* BEGIN DOCUMENT PASSAGE *

# Last questions before I buy



## SteveB (Oct 20, 2006)

My TV doesn't have a HDMI connection. It does have DVI though. Am I wasting money getting a HD DVD player? I'm really leaning towards waiting until July when the $100 off works on the XA2 if it works with my tv. 
I've read that HDMI to DVI conversions don't always work that well. Help me make a decision.


----------



## Sonnie (Apr 11, 2006)

I haven't heard of any problems myself. Personally I could not tell a difference between component and HDMI although there is supposedly a benefit in using HDMI for audio.

Maybe some of our more technically savvy guys will chime in and explain it better.

No matter how long you wait, the connection will be the same for you until you upgrade your display. The only decision I see you have is the money factor. All of these players are getting cheaper and cheaper about every 6 months or so.


----------



## Otto (May 18, 2006)

I believe that as long as you are getting your audio elsewhere, the video part of HDMI can be extracted to HDMI via a simple adapter. That's how I'm doing it. I have gone from my 720p cable box to my TV with HDMI directly, as well as with an adapter in place, and I can't tell a difference. I can tell a slight difference between those either of those two and component, but both are generally excellent. IIRC, I have also used a DVI to DVI cable with an adapter at the TV end (in conjunction with a Denon DVD-1910 and had no troubles).

I think you will be OK either way, and not wasting your money on HD-DVD if that's the way you want to go.


----------



## JRace (Aug 24, 2006)

Shouldn't be a problem at all.
As long as the player will send the audio out through the digital out and send the video out through the HDMI at the same time.

You can either use a HDMI-DVI cable or a HDMI/DVI adaptor.


----------



## SteveB (Oct 20, 2006)

* END DOCUMENT PASSAGE *

:: PROBLEMS ::
[1] Answer these questions about the thread, one line each:
(a) What connection does SteveB's TV have in place of HDMI?
(b) Which Denon player did Otto use with a DVI to DVI cable?
(c) What two options does JRace offer for connecting the player?
[2] Write out the stretch of the thread from "I believe that" through "the same time.", swapping "adapter" for "converter".
The lines that come next are from another source.

* BEGIN INFORMATION SHOWN *

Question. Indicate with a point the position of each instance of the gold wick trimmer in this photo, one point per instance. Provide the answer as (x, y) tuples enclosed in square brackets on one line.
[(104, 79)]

* END INFORMATION SHOWN *

:: WORKED ANSWERS ::
[1]
(a) DVI
(b) The Denon DVD-1910
(c) A HDMI-DVI cable or a HDMI/DVI adaptor

[2]
I believe that as long as you are getting your audio elsewhere, the video part of HDMI can be extracted to HDMI via a simple converter. That's how I'm doing it. I have gone from my 720p cable box to my TV with HDMI directly, as well as with an converter in place, and I can't tell a difference. I can tell a slight difference between those either of those two and component, but both are generally excellent. IIRC, I have also used a DVI to DVI cable with an converter at the TV end (in conjunction with a Denon DVD-1910 and had no troubles).

I think you will be OK either way, and not wasting your money on HD-DVD if that's the way you want to go.


----------



## JRace (Aug 24, 2006)

Shouldn't be a problem at all.
As long as the player will send the audio out through the digital out and send the video out through the HDMI at the same time.